**Problems to solve:**
A. Could you echo back the Delay Repay passage word for word?
B. Can you duplicate the stretch of the rows from the line containing "the pumpkin stem" through the end of the rows, both ends included, exactly as they appear?

I am getting fed up with having to spend a couple of hours every 28 days submitting Delay Repay claims. I just want the trains to run on time, but that is rarely the case. Sadly, I am bloody-minded enough and brought up with an attitude that you don't let big organisations get away with shoddy service, and claim every penny. It would eat away at me if I didn't claim. I wish I wasn't like that, but I am cursed with it.

I have been doing Delay Replay claims for decades, so I know what I'm doing. It used to be the odd one every other month. Now, typically I'll have around four delayed journeys every month to claim. Because I travel with my husband on a Two Together Railcard, it's double that number in separate claims, because they invariably reject, or pay out for just one passenger, if you try to claim for multiple passengers on a single claim.

My claims are mainly with London Northwestern (LM) or Avanti, and I am often using split tickets.

Each month, LM reject around half the claims for spurious reasons, usually saying wrongly there was no delay or paying out for a shorter delay. You have to appeal, usually more than once, and sometimes involve customer services before a claim is finally accepted. The bureacracy and time involved is maddening, requiring a spreadsheet to keep track of everything. The initial two hours just to submit the month's worth of claims starts to grow substantially.

With Avanti, I have reported before how they reject claims for the same journey as duplicates, even though the claim for each passenger has unique ticket numbers. They previously advised me to change the passenger name on each claim, and that was working for a while. As of this month's claims, it seems that when you change the passenger name on the specific claim, their system updates the account name as well. So I now have a claim for a journey where the acknowledgement email says "Dear <my name>" but the subsequent correspondence for the same claim reference says "Dear <husband's name>".

For one journey, Avanti have approved the claim in my husband's name, but rejected the one in my name saying it's because I used split tickets and did not upload all the tickets. Except I did.

Talking to Avanti by phone, they claimed the rejection reason is incorrect, and it is because both claims for the same journey are in my husband's name, even though I have the original confirmation emails, one addressed to me, one addressed to my husband.

**Data excerpts:**

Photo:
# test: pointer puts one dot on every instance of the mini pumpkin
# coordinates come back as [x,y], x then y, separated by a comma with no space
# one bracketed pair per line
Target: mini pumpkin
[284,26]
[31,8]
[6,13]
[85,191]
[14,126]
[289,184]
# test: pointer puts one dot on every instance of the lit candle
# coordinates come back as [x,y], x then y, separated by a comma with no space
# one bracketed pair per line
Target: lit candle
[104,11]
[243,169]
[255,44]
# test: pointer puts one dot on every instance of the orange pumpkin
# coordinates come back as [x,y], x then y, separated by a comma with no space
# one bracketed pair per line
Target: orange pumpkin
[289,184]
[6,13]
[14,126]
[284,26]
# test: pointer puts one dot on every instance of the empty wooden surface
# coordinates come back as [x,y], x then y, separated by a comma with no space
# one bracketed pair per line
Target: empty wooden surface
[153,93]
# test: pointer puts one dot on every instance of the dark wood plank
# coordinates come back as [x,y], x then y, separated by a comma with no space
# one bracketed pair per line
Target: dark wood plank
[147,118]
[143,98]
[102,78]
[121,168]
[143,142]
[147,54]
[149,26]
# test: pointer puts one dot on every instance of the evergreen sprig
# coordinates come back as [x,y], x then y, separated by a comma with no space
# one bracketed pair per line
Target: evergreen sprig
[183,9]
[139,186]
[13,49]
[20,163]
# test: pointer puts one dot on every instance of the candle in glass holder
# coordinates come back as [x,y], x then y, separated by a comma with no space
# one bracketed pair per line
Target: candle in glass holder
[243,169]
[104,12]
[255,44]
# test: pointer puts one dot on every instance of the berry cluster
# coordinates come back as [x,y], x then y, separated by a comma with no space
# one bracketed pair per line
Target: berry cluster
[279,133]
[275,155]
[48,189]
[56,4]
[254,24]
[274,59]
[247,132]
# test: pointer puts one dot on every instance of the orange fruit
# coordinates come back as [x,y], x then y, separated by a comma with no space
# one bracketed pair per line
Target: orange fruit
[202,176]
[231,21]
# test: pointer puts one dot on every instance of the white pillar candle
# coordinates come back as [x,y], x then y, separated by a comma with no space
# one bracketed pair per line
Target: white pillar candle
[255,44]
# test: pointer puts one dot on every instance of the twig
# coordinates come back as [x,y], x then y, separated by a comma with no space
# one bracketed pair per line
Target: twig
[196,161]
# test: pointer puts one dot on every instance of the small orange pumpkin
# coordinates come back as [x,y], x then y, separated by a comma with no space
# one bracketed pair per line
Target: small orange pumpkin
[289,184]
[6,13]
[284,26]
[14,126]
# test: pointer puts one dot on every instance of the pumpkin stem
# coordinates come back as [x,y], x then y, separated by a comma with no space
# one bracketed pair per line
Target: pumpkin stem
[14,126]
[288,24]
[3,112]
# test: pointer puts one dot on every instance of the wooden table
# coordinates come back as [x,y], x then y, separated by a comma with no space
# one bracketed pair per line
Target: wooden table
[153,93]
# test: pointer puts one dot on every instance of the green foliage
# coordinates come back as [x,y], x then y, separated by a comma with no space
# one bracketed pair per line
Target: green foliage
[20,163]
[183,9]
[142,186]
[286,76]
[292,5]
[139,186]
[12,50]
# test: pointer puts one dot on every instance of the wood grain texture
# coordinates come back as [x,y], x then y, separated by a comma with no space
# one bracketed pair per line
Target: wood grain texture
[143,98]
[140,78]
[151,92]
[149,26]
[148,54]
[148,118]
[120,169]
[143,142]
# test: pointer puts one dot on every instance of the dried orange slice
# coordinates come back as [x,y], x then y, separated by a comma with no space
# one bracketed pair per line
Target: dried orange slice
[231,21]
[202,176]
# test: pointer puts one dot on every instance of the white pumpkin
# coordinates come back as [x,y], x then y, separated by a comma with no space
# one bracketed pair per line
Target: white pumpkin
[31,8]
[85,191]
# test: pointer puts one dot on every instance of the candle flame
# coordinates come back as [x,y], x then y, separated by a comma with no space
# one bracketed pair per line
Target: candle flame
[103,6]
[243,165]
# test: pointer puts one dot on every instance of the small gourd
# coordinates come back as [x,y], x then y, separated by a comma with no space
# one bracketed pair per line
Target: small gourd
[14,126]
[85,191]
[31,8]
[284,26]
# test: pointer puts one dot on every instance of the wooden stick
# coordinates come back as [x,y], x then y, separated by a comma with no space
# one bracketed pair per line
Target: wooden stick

**Completed exercise:**
A.
I am getting fed up with having to spend a couple of hours every 28 days submitting Delay Repay claims. I just want the trains to run on time, but that is rarely the case. Sadly, I am bloody-minded enough and brought up with an attitude that you don't let big organisations get away with shoddy service, and claim every penny. It would eat away at me if I didn't claim. I wish I wasn't like that, but I am cursed with it.

I have been doing Delay Replay claims for decades, so I know what I'm doing. It used to be the odd one every other month. Now, typically I'll have around four delayed journeys every month to claim. Because I travel with my husband on a Two Together Railcard, it's double that number in separate claims, because they invariably reject, or pay out for just one passenger, if you try to claim for multiple passengers on a single claim.

My claims are mainly with London Northwestern (LM) or Avanti, and I am often using split tickets.

Each month, LM reject around half the claims for spurious reasons, usually saying wrongly there was no delay or paying out for a shorter delay. You have to appeal, usually more than once, and sometimes involve customer services before a claim is finally accepted. The bureacracy and time involved is maddening, requiring a spreadsheet to keep track of everything. The initial two hours just to submit the month's worth of claims starts to grow substantially.

With Avanti, I have reported before how they reject claims for the same journey as duplicates, even though the claim for each passenger has unique ticket numbers. They previously advised me to change the passenger name on each claim, and that was working for a while. As of this month's claims, it seems that when you change the passenger name on the specific claim, their system updates the account name as well. So I now have a claim for a journey where the acknowledgement email says "Dear <my name>" but the subsequent correspondence for the same claim reference says "Dear <husband's name>".

For one journey, Avanti have approved the claim in my husband's name, but rejected the one in my name saying it's because I used split tickets and did not upload all the tickets. Except I did.

Talking to Avanti by phone, they claimed the rejection reason is incorrect, and it is because both claims for the same journey are in my husband's name, even though I have the original confirmation emails, one addressed to me, one addressed to my husband.

B.
# test: pointer puts one dot on every instance of the pumpkin stem
# coordinates come back as [x,y], x then y, separated by a comma with no space
# one bracketed pair per line
Target: pumpkin stem
[14,126]
[288,24]
[3,112]
# test: pointer puts one dot on every instance of the wooden table
# coordinates come back as [x,y], x then y, separated by a comma with no space
# one bracketed pair per line
Target: wooden table
[153,93]
# test: pointer puts one dot on every instance of the green foliage
# coordinates come back as [x,y], x then y, separated by a comma with no space
# one bracketed pair per line
Target: green foliage
[20,163]
[183,9]
[142,186]
[286,76]
[292,5]
[139,186]
[12,50]
# test: pointer puts one dot on every instance of the wood grain texture
# coordinates come back as [x,y], x then y, separated by a comma with no space
# one bracketed pair per line
Target: wood grain texture
[143,98]
[140,78]
[151,92]
[149,26]
[148,54]
[148,118]
[120,169]
[143,142]
# test: pointer puts one dot on every instance of the dried orange slice
# coordinates come back as [x,y], x then y, separated by a comma with no space
# one bracketed pair per line
Target: dried orange slice
[231,21]
[202,176]
# test: pointer puts one dot on every instance of the white pumpkin
# coordinates come back as [x,y], x then y, separated by a comma with no space
# one bracketed pair per line
Target: white pumpkin
[31,8]
[85,191]
# test: pointer puts one dot on every instance of the candle flame
# coordinates come back as [x,y], x then y, separated by a comma with no space
# one bracketed pair per line
Target: candle flame
[103,6]
[243,165]
# test: pointer puts one dot on every instance of the small gourd
# coordinates come back as [x,y], x then y, separated by a comma with no space
# one bracketed pair per line
Target: small gourd
[14,126]
[85,191]
[31,8]
[284,26]
# test: pointer puts one dot on every instance of the wooden stick
# coordinates come back as [x,y], x then y, separated by a comma with no space
# one bracketed pair per line
Target: wooden stick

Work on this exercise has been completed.